- Письменное задание -
Найдите в приведенных ниже строках все, где встречается слово «tree», и выпишите каждую из них целиком.

(Строки набора данных для сегментации)
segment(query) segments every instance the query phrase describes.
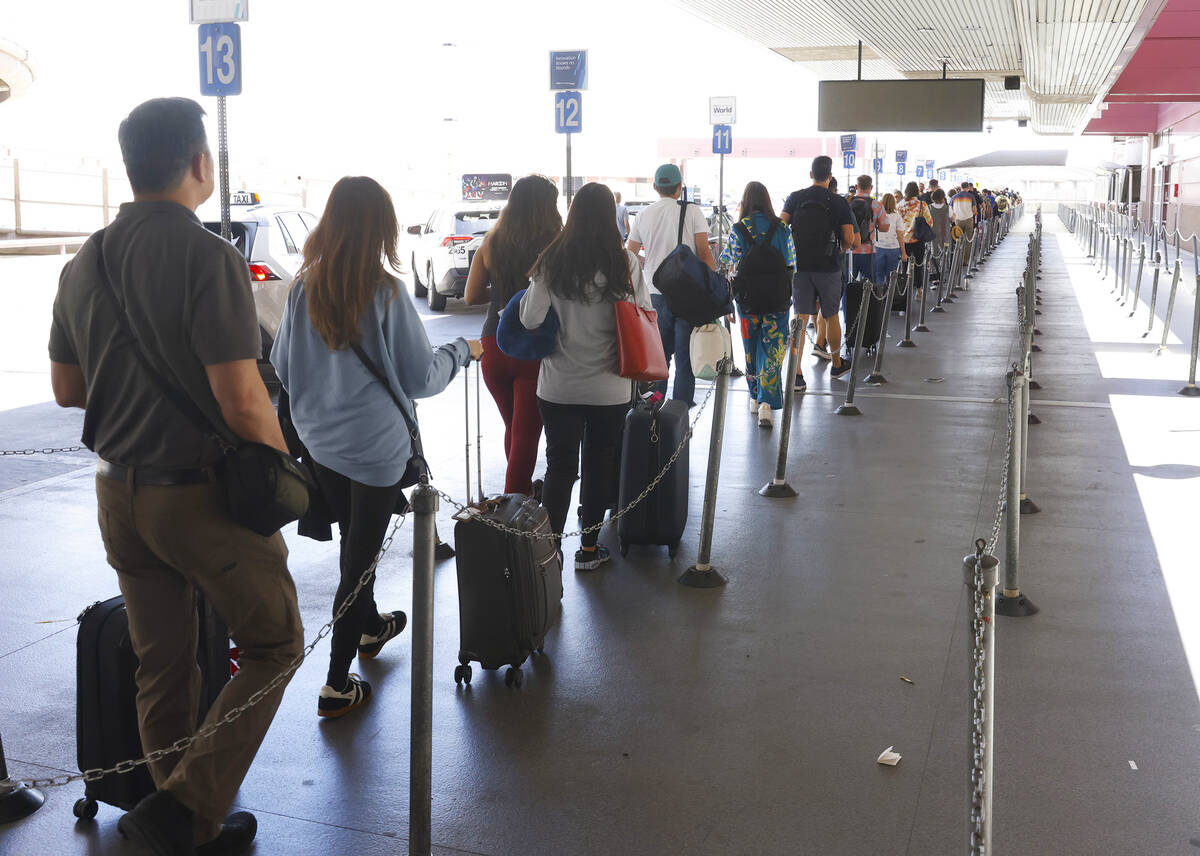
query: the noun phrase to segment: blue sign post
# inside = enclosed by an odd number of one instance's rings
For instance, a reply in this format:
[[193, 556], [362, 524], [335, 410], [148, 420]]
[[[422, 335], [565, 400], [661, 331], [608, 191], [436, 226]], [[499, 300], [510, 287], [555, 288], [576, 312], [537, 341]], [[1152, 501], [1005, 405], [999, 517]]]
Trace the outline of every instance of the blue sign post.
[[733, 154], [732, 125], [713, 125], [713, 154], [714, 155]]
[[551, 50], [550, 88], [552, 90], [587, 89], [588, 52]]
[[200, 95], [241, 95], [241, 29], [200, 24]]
--
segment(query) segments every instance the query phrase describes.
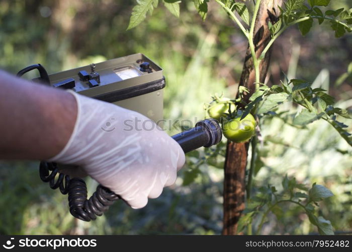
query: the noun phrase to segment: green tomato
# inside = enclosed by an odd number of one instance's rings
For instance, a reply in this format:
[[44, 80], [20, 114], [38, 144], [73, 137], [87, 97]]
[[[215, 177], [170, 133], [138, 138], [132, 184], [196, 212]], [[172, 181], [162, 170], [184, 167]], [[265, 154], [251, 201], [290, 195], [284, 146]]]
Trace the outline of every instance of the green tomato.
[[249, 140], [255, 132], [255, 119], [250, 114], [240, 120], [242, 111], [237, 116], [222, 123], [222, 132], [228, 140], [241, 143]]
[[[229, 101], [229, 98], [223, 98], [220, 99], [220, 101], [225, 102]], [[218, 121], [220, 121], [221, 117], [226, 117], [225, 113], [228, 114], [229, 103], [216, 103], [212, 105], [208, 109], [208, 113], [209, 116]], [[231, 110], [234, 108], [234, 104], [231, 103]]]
---
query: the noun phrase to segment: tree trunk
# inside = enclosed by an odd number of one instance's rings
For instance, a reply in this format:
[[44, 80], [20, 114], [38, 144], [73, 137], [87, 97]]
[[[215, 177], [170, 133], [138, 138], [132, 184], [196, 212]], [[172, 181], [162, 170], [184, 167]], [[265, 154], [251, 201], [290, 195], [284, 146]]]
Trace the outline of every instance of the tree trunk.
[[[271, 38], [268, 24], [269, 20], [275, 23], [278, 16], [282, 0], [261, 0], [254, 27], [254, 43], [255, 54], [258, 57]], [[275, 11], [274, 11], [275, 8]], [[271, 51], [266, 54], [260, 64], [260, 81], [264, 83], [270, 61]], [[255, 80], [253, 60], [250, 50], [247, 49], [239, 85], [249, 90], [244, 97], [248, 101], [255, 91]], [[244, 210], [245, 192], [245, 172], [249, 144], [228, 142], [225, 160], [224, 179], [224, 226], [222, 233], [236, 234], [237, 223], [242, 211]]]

- Письменный ответ -
query: the noun phrase to segment: tree trunk
Trace the outline of every instance of the tree trunk.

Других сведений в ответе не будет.